Pointing dataset excerpts:
________________
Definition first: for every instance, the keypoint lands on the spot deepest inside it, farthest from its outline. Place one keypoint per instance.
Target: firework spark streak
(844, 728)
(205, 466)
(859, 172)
________________
AIM: Output the items as a two-column CSV with the columns request and answer, one row per item, putting each text in a single quoted field and replacing line breaks with spaces.

THE COMPLETED TASK:
request,answer
"Definition first: for every instance, the keypoint lands on the spot deepest inside it, farthest from its outline. Place one keypoint per instance. Target: firework spark streak","(844, 728) (205, 466) (859, 172)"